__What you need to do__. Please count the lines in the records below that contain the string "trunk" and give only that number.

## begin Entries shown

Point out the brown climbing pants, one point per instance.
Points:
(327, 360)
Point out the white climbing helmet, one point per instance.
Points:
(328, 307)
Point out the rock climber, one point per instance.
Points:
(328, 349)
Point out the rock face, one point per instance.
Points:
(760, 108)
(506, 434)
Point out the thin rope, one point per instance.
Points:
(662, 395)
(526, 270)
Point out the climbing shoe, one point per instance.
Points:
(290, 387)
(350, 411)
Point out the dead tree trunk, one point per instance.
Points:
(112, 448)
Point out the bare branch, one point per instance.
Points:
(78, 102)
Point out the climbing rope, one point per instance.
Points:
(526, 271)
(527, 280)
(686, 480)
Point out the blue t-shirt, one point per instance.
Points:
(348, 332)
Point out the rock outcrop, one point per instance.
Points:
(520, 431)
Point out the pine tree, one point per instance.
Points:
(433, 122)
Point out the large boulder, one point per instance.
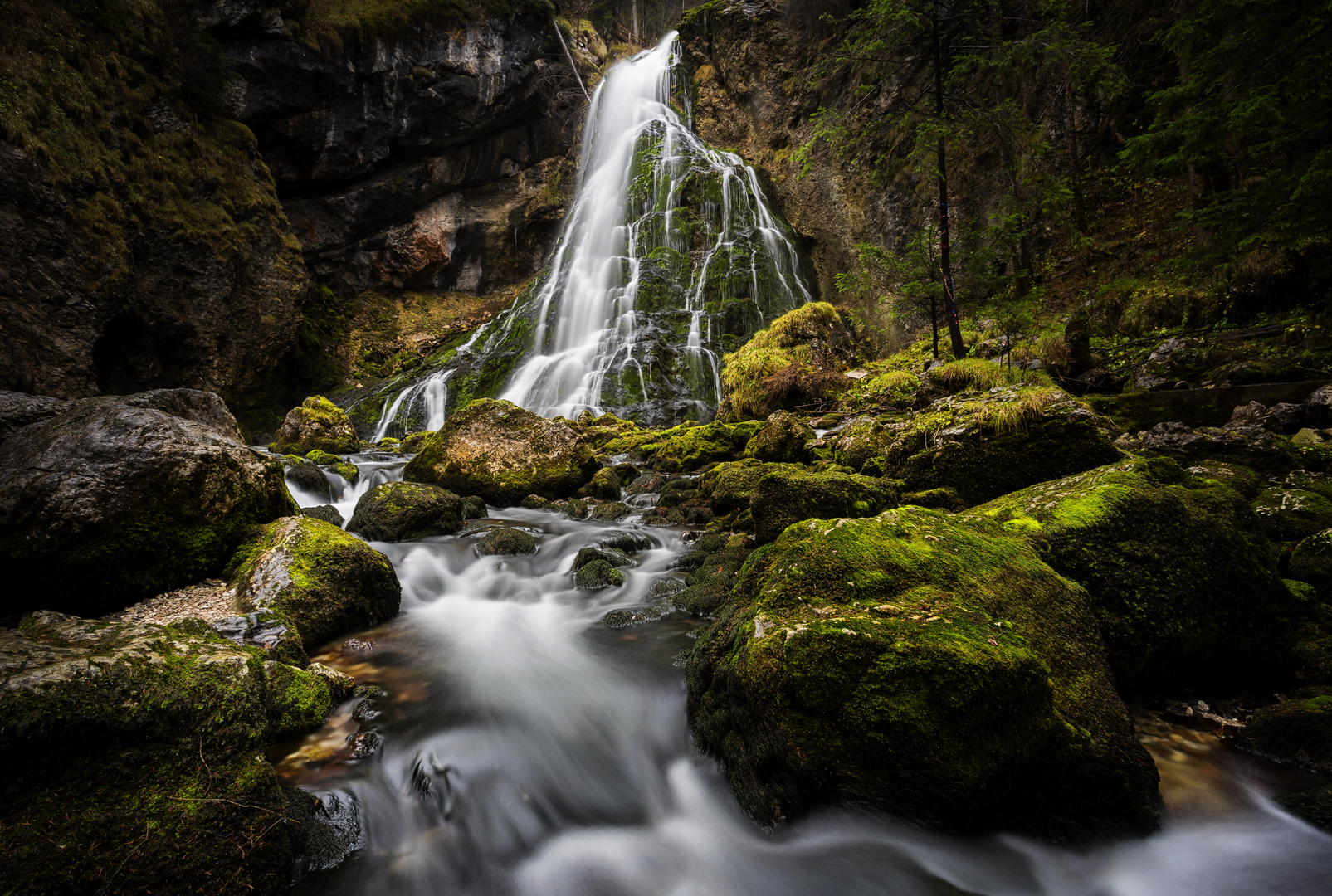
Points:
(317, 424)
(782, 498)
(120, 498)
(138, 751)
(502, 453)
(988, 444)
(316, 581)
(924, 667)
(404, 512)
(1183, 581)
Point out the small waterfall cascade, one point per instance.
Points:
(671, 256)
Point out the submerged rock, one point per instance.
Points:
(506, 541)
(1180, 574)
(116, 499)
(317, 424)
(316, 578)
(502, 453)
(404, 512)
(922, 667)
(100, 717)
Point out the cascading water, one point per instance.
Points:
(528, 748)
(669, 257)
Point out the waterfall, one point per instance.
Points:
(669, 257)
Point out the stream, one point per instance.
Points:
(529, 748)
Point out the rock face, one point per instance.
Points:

## end Entries shown
## begin Entries shown

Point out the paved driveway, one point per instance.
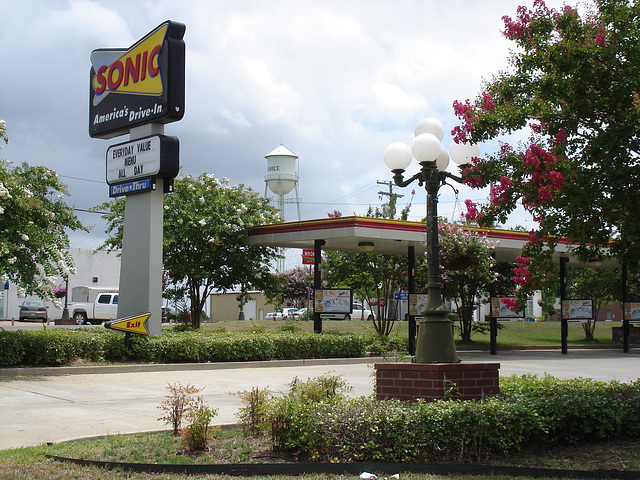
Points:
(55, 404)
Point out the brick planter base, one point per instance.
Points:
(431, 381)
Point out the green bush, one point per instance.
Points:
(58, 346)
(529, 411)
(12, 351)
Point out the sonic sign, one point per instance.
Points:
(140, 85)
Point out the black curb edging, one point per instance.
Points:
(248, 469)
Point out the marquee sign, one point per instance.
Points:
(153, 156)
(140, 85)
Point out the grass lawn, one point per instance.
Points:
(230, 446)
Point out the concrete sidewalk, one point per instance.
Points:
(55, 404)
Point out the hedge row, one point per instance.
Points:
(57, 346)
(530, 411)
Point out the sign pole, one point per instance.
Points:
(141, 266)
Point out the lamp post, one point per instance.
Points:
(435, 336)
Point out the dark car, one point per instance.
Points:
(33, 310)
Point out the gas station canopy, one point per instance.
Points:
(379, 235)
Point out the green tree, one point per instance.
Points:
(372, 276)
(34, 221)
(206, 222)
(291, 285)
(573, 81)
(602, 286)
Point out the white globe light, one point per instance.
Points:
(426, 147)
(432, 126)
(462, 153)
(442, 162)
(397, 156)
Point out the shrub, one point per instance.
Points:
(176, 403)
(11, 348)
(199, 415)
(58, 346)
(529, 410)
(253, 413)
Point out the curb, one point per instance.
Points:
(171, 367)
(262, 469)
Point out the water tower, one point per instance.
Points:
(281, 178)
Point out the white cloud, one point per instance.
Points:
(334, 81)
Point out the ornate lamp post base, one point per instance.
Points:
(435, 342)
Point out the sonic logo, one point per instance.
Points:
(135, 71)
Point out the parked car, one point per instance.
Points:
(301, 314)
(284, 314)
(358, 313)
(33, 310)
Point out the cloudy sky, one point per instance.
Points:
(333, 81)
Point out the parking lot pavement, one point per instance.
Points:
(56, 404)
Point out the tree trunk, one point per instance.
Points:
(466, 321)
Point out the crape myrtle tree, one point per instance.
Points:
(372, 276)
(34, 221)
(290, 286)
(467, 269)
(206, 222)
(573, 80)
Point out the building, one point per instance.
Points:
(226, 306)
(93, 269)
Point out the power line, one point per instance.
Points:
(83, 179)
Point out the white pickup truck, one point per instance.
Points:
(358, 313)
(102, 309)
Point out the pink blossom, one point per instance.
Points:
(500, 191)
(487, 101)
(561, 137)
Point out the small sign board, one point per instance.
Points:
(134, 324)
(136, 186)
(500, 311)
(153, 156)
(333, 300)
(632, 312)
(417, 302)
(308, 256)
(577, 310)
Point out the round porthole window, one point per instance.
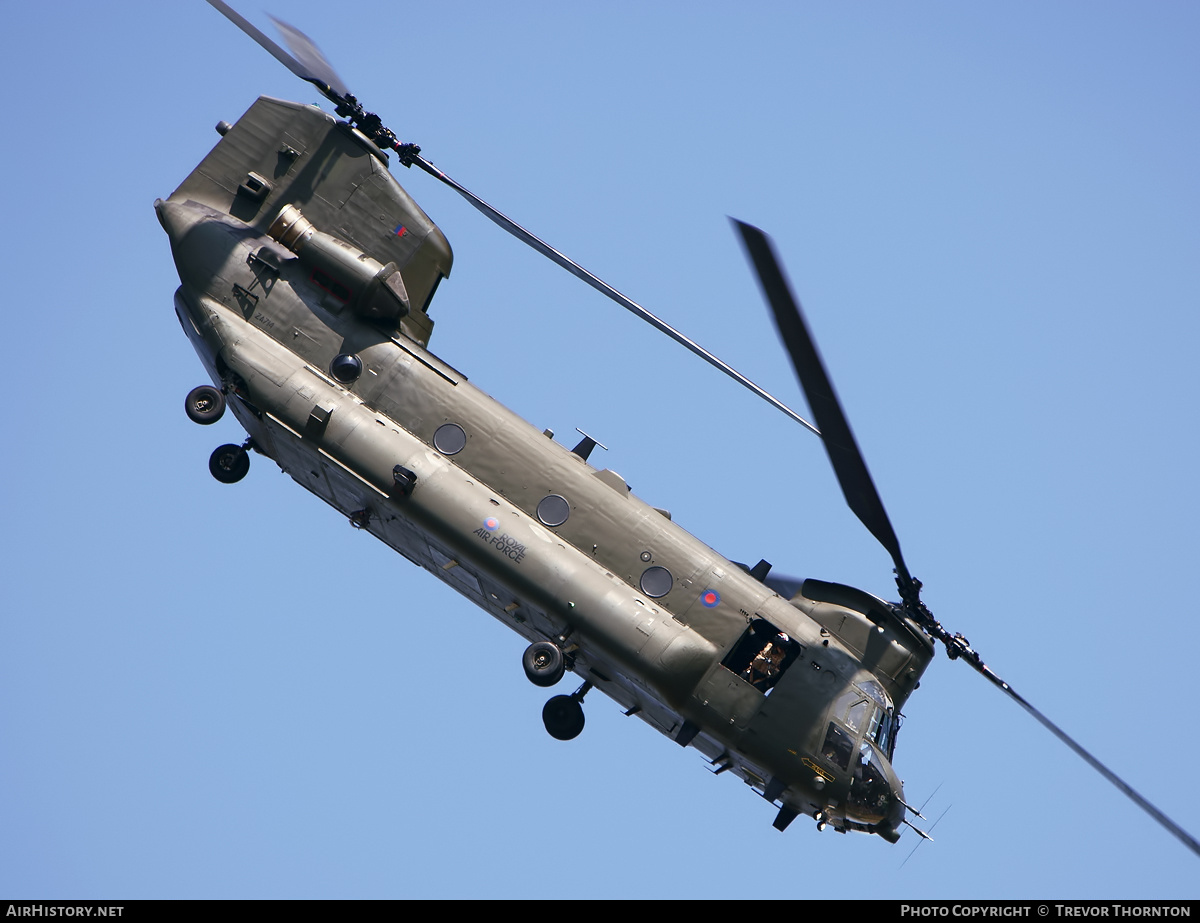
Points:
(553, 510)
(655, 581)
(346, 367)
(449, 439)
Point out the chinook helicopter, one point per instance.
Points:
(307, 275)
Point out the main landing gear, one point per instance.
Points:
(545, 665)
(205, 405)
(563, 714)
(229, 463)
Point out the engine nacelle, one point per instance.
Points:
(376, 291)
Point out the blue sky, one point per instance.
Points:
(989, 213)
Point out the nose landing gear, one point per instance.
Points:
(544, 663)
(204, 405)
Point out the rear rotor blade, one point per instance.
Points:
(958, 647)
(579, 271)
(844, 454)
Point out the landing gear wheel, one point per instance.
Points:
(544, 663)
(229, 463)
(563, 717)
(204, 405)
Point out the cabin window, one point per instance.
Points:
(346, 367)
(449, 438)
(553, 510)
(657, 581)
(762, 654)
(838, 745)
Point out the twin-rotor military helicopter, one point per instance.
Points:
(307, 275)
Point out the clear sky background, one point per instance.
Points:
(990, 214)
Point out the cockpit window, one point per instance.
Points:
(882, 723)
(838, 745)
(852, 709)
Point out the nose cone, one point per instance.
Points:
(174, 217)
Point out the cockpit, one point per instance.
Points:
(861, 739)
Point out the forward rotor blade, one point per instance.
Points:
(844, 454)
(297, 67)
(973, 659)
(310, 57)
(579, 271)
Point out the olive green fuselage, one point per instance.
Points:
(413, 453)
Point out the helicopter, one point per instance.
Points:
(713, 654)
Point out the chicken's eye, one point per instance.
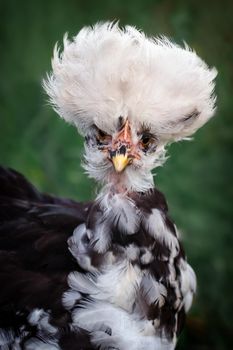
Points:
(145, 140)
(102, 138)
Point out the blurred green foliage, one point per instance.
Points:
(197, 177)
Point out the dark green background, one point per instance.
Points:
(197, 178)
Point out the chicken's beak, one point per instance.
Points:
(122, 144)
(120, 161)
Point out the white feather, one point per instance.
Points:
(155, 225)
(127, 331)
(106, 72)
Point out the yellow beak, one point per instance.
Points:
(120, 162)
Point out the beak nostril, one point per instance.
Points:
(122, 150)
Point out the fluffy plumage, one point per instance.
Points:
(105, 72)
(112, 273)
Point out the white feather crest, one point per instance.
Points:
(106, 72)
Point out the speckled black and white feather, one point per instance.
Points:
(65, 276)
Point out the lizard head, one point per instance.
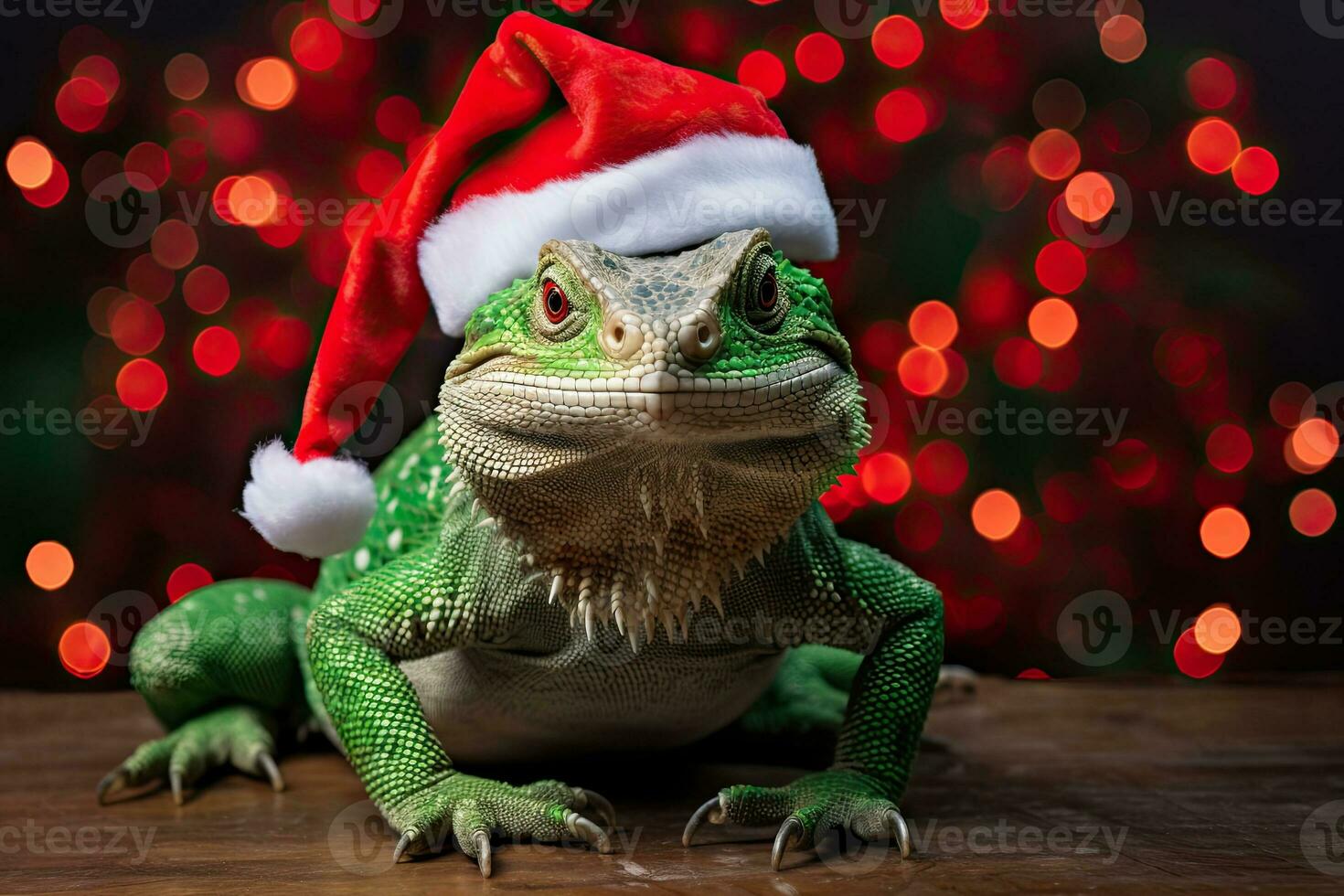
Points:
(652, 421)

## end Entries shown

__Answer to this problem__. 2